**** GIVEN ENTRIES
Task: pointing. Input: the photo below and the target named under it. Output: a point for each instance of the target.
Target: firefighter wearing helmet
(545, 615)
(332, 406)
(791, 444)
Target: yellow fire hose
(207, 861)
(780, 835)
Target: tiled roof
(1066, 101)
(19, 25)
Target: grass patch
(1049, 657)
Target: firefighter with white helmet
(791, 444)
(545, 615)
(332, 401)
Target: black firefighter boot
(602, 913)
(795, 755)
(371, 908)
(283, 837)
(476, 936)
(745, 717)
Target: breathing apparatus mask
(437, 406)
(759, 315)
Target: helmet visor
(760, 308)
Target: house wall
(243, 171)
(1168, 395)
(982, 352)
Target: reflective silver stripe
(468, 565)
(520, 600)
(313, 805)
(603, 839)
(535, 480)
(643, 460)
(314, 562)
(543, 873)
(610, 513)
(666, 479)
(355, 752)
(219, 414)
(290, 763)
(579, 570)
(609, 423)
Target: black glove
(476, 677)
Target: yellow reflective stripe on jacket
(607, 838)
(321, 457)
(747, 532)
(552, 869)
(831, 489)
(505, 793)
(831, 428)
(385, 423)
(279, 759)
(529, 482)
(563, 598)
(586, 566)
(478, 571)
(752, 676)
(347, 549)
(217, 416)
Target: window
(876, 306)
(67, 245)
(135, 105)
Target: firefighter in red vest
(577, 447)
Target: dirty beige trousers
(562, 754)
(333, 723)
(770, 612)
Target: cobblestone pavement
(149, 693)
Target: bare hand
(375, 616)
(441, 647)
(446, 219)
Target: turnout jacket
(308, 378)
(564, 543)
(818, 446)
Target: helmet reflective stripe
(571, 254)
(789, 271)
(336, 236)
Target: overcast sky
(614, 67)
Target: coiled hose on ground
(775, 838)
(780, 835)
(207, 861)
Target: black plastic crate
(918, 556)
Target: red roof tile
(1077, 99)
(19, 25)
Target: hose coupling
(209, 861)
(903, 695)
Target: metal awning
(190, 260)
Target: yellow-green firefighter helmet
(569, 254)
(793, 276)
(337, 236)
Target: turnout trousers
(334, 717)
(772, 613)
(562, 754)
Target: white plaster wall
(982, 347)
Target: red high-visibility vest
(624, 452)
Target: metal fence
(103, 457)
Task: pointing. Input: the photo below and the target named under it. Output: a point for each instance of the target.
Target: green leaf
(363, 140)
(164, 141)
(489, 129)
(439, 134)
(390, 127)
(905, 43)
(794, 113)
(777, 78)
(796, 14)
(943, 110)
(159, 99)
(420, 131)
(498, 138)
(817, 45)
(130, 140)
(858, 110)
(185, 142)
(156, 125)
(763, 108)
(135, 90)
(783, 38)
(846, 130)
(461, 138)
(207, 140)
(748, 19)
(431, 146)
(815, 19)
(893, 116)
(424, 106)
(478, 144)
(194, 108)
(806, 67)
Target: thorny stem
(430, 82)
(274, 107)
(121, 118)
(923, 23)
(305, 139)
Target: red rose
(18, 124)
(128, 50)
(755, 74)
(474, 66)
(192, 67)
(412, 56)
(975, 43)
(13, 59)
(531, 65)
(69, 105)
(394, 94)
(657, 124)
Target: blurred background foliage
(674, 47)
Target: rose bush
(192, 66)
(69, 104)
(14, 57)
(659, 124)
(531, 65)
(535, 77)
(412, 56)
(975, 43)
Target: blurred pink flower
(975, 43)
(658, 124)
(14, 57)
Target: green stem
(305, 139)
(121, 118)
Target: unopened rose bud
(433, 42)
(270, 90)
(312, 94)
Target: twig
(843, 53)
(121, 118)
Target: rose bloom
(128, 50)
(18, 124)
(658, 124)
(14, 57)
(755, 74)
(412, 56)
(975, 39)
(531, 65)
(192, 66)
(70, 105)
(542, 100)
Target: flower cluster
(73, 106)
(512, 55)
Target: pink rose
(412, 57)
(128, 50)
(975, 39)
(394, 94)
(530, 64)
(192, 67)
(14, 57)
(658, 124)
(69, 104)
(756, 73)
********
WHAT THE TASK REQUIRES:
Output the lines from the line containing "Target: turnout trousers" to the end, both included; add nothing.

WORKED ANSWER:
Target: turnout trousers
(334, 717)
(772, 613)
(562, 754)
Target: white plaster wall
(982, 347)
Target: red high-visibility vest
(624, 452)
Target: metal fence
(103, 457)
Task: pointing. Input: the photo below and the target named under it. Output: a point for each instance of the target.
Target: green leaf
(363, 140)
(164, 141)
(489, 129)
(439, 134)
(390, 127)
(905, 43)
(794, 113)
(777, 78)
(796, 14)
(943, 110)
(159, 99)
(420, 131)
(498, 138)
(817, 45)
(130, 140)
(858, 110)
(185, 142)
(156, 125)
(763, 108)
(135, 90)
(783, 38)
(846, 130)
(461, 138)
(207, 140)
(748, 19)
(431, 146)
(815, 19)
(893, 116)
(424, 106)
(478, 144)
(194, 108)
(806, 67)
Target: thorny stem
(430, 82)
(274, 107)
(121, 118)
(923, 23)
(305, 139)
Target: red rose
(18, 124)
(128, 50)
(755, 74)
(474, 66)
(192, 67)
(412, 56)
(975, 43)
(13, 59)
(531, 65)
(69, 105)
(394, 94)
(657, 124)
Target: blurred background foliage
(674, 47)
Target: rose bush
(192, 66)
(69, 104)
(14, 57)
(659, 124)
(531, 65)
(535, 77)
(412, 56)
(975, 43)
Target: blurred pink flower
(975, 43)
(658, 124)
(14, 57)
Target: green stem
(305, 139)
(121, 118)
Target: unopened rose bud
(433, 42)
(270, 90)
(312, 94)
Target: twig
(843, 53)
(121, 118)
Target: rose bloom
(128, 50)
(18, 124)
(658, 124)
(14, 57)
(755, 74)
(412, 56)
(975, 39)
(531, 65)
(192, 66)
(70, 105)
(542, 100)
Target: flower cluster
(73, 106)
(512, 55)
Target: pink rose
(412, 57)
(128, 50)
(975, 39)
(394, 94)
(530, 64)
(192, 67)
(14, 57)
(658, 124)
(69, 104)
(756, 73)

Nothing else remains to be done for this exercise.